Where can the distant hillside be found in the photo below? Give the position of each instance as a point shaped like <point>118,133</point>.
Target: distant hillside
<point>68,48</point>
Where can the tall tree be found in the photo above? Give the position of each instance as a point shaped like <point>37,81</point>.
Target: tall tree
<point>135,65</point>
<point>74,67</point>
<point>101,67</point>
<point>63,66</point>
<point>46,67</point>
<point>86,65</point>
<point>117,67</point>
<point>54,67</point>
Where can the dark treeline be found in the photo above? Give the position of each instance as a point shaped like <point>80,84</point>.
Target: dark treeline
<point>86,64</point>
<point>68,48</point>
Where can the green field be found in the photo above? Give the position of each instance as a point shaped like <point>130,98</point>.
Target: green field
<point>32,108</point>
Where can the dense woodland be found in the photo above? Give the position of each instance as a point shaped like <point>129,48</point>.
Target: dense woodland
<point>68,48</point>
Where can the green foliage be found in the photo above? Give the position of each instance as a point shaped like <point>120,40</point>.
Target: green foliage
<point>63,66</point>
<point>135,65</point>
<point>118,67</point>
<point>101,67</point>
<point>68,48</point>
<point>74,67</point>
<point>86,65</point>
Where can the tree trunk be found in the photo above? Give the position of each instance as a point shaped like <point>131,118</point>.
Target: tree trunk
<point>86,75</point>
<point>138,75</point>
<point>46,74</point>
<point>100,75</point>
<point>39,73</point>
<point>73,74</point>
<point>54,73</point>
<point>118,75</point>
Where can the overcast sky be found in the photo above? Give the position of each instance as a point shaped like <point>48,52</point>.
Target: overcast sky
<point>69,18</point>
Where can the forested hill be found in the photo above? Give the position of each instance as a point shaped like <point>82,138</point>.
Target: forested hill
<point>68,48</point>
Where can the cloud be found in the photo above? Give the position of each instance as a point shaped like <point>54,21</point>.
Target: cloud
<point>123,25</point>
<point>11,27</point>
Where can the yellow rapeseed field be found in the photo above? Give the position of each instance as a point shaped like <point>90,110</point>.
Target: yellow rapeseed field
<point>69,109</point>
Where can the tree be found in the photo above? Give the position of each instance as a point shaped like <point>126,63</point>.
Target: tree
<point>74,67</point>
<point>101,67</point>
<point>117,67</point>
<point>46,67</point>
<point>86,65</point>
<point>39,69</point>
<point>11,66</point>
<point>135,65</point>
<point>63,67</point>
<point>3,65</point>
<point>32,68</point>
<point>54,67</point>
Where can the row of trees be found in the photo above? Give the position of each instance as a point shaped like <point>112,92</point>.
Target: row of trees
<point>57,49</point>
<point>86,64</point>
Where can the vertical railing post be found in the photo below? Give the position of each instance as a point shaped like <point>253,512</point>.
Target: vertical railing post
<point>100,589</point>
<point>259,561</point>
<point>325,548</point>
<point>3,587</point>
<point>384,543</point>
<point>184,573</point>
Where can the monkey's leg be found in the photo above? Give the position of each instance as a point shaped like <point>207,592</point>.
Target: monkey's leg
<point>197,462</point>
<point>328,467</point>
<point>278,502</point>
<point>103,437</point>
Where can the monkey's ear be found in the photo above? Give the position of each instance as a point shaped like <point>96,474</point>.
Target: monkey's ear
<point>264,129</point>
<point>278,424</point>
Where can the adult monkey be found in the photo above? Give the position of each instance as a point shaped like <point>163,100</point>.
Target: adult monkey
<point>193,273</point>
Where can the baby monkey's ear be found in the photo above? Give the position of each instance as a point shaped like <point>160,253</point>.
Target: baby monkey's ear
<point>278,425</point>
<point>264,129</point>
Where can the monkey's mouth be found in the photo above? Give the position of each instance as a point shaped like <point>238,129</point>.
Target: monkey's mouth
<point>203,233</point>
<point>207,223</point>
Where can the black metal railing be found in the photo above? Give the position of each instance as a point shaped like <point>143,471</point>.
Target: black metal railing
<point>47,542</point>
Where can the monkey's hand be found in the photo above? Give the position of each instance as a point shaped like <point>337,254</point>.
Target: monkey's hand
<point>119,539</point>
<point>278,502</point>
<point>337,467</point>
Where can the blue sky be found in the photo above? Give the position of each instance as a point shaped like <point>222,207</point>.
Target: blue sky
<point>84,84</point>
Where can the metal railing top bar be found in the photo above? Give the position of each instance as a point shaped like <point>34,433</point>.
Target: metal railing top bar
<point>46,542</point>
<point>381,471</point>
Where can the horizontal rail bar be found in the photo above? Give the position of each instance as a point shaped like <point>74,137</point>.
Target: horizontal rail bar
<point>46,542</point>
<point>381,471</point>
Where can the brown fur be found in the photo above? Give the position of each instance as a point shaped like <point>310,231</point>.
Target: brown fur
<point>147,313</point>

- **What to produce**
The complete material above is to be retyped word for word.

- **Solution to this problem**
Where can the distant hillside be found in the photo below? Give the position of each instance as a point shaped like <point>118,133</point>.
Target: distant hillside
<point>68,48</point>
Where can the tall tree be found in the photo above? Give the position of each instance as a point shaped like <point>37,81</point>.
Target: tall tree
<point>135,65</point>
<point>74,67</point>
<point>101,67</point>
<point>63,66</point>
<point>46,67</point>
<point>86,65</point>
<point>117,67</point>
<point>54,67</point>
Where can the dark treeline be found in the photo above? Give the position of each instance as a point shaped like <point>80,84</point>.
Target: dark treeline
<point>86,64</point>
<point>68,48</point>
Where can the green field be found in the photo above? Give the position of each instance as a point shaped like <point>130,98</point>.
Target: green field
<point>32,108</point>
Where can the dense woodland be found in the photo above? Give the position of each instance as a point shaped like <point>129,48</point>.
Target: dense woodland
<point>68,48</point>
Where can the green foliage be found in the photo above? Give the position of each instance as a point shaped like <point>120,40</point>.
Target: green foliage
<point>63,66</point>
<point>135,65</point>
<point>118,67</point>
<point>101,67</point>
<point>68,48</point>
<point>74,67</point>
<point>86,65</point>
Where can the tree trunk be found in the photo above? Give the position of each instance as a point shaped like <point>131,118</point>.
Target: tree trunk
<point>86,75</point>
<point>138,75</point>
<point>46,74</point>
<point>100,75</point>
<point>39,73</point>
<point>73,74</point>
<point>54,73</point>
<point>118,75</point>
Where can the overcast sky be found in the photo above? Give the position of each instance as a point shaped like <point>48,52</point>.
Target: overcast sky
<point>69,18</point>
Where can the forested hill be found in the photo above? Give the position of each instance as a point shaped like <point>82,138</point>.
Target: forested hill
<point>68,48</point>
Where can the cloud be found in the photo above? Give the position of each instance as a point shaped like <point>54,21</point>.
Target: cloud
<point>123,25</point>
<point>11,27</point>
Where can the yellow rapeseed field be found in the photo above? Give the position of each instance as a point shaped like <point>90,110</point>.
Target: yellow rapeseed field
<point>69,109</point>
Where can the tree be found in the photo above? Give the position of each instance as a point shaped like <point>126,63</point>.
Target: tree
<point>74,67</point>
<point>101,67</point>
<point>117,67</point>
<point>46,67</point>
<point>86,65</point>
<point>39,69</point>
<point>11,66</point>
<point>135,65</point>
<point>63,67</point>
<point>3,65</point>
<point>32,68</point>
<point>54,67</point>
Where can the row of trees be found in the photo above? Give the position of each instance as a point shaped like <point>112,92</point>.
Target: row of trees
<point>57,49</point>
<point>86,64</point>
Where can the vertical railing post be found in the photo below? Give the position of each instance as a point shaped like <point>253,512</point>.
Target: vertical railing post
<point>100,589</point>
<point>259,561</point>
<point>325,548</point>
<point>3,587</point>
<point>384,543</point>
<point>184,573</point>
Where can the monkey's leg be found in the photo above? Give the position of each instance as a point shaped like <point>207,592</point>.
Target: monkey's leg
<point>197,462</point>
<point>328,467</point>
<point>278,502</point>
<point>103,437</point>
Where can the monkey's ear be found in the photo above? Give the position of each instance as a point shaped like <point>96,474</point>.
Target: monkey's ear
<point>264,129</point>
<point>278,424</point>
Where can the adult monkey be found in the photo above? Give the position of each instance as a point shaped like <point>163,100</point>.
Target: adult monkey
<point>193,273</point>
Where can the baby monkey's ear be found in the photo above? Give the position of each instance as a point shaped like <point>160,253</point>.
Target: baby monkey's ear
<point>278,425</point>
<point>264,129</point>
Where can the monkey's mouth be found in the photo above? Give the position of each instance as a point shaped like <point>238,129</point>.
Target: monkey's mouth
<point>203,233</point>
<point>207,223</point>
Where can the black metal railing be found in the photo above? Give the position of each instance as a point shaped like <point>143,471</point>.
Target: black metal railing
<point>47,542</point>
Where can the monkey's hand be found in the photo above? Give the position of each instance as a point shaped like <point>337,254</point>.
Target: monkey's hand
<point>119,539</point>
<point>278,502</point>
<point>337,467</point>
Where can the blue sky be found in the photo above? Give the position of each instance as a point shaped like <point>222,207</point>.
Target: blue sky
<point>84,84</point>
Where can the metal railing top bar be found in the photo above? Give the position of each instance as a point shaped like <point>34,433</point>.
Target: metal railing top bar
<point>46,542</point>
<point>381,471</point>
Where can the horizontal rail bar be found in the photo above? Give the position of each instance as a point shaped like <point>74,137</point>.
Target: horizontal rail bar
<point>46,542</point>
<point>381,471</point>
Where can the brown fur be found in the photo above? Give the position of each instance as a point shaped like <point>310,231</point>.
Target: brown fur
<point>147,313</point>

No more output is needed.